**Task directions**
Turn every line of the records below into a JSON list of strings, one string per line, omitting blank lines.

**Stored rows**
* BEGIN *

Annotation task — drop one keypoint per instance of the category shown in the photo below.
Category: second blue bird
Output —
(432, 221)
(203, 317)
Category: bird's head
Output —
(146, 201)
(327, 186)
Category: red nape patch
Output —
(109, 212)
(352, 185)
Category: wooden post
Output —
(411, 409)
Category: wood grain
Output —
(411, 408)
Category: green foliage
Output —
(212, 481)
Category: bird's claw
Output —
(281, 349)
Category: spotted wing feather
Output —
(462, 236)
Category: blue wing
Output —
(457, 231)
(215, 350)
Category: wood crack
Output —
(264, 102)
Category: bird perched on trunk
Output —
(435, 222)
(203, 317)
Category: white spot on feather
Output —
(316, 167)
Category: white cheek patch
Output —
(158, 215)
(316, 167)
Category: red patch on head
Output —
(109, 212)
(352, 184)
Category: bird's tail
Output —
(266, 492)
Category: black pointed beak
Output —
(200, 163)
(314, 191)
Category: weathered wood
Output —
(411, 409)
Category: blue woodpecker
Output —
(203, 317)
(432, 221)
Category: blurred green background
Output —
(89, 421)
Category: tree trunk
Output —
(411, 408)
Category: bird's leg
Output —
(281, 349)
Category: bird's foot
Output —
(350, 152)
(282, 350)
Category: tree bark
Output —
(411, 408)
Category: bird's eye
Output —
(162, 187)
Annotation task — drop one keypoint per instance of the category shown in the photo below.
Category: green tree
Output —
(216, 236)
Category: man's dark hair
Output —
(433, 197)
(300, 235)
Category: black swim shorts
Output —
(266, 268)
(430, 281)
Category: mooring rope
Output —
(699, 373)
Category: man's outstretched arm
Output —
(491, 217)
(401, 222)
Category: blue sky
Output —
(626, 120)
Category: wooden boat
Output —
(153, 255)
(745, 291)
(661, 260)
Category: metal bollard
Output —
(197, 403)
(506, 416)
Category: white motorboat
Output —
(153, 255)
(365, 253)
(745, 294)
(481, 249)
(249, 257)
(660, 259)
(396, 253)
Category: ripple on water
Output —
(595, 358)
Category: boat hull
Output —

* END *

**Finished task**
[
  "Annotation task — drop one keypoint per instance of the category shown in the photo below.",
  "Category: second blue bird",
  "Output —",
  "(432, 221)",
  "(203, 317)",
  "Category: bird's head",
  "Output —",
  "(146, 201)",
  "(327, 186)",
  "Category: red nape patch",
  "Output —",
  "(109, 212)",
  "(352, 185)",
  "Category: wooden post",
  "Output —",
  "(411, 409)",
  "Category: wood grain",
  "Output —",
  "(411, 408)",
  "Category: green foliage",
  "Output —",
  "(212, 481)",
  "Category: bird's claw",
  "Output —",
  "(281, 349)",
  "Category: spotted wing feather",
  "Output —",
  "(462, 236)",
  "Category: blue wing",
  "Output —",
  "(457, 231)",
  "(215, 350)",
  "Category: wood crack",
  "Output —",
  "(264, 102)",
  "Category: bird perched on trunk",
  "Output —",
  "(435, 222)",
  "(203, 317)",
  "Category: white spot on feather",
  "Output —",
  "(316, 167)",
  "Category: white cheek patch",
  "Output —",
  "(158, 215)",
  "(316, 167)",
  "Category: red patch on head",
  "Output —",
  "(109, 212)",
  "(352, 184)",
  "Category: bird's tail",
  "Output —",
  "(266, 492)",
  "Category: black pointed beak",
  "Output —",
  "(200, 163)",
  "(314, 191)",
  "Category: weathered wood",
  "Output —",
  "(411, 409)",
  "Category: blue woodpecker",
  "Output —",
  "(203, 317)",
  "(432, 221)",
  "Category: blurred green background",
  "Output —",
  "(89, 421)",
  "Category: tree trunk",
  "Output —",
  "(411, 408)",
  "Category: bird's leg",
  "Output —",
  "(281, 349)",
  "Category: bird's foot",
  "Output —",
  "(350, 152)",
  "(282, 350)",
  "Category: tree bark",
  "Output —",
  "(411, 408)",
  "Category: bird's eye",
  "Output —",
  "(162, 187)",
  "Annotation task — drop one keypoint per instance of the category shown in the photo below.",
  "Category: green tree",
  "Output —",
  "(216, 236)",
  "Category: man's dark hair",
  "Output —",
  "(433, 197)",
  "(300, 235)",
  "Category: black swim shorts",
  "Output —",
  "(266, 268)",
  "(430, 281)",
  "Category: mooring rope",
  "Output —",
  "(699, 373)",
  "Category: man's outstretched arm",
  "Output —",
  "(491, 217)",
  "(401, 222)",
  "Category: blue sky",
  "Output —",
  "(626, 120)",
  "Category: wooden boat",
  "Output —",
  "(153, 255)",
  "(745, 291)",
  "(661, 260)",
  "Category: metal bollard",
  "Output —",
  "(197, 403)",
  "(506, 416)",
  "Category: white motorboat",
  "Output —",
  "(153, 255)",
  "(365, 253)",
  "(745, 294)",
  "(481, 249)",
  "(249, 257)",
  "(660, 259)",
  "(396, 253)",
  "Category: ripple on water",
  "Output —",
  "(595, 358)",
  "Category: boat hull",
  "Output —"
]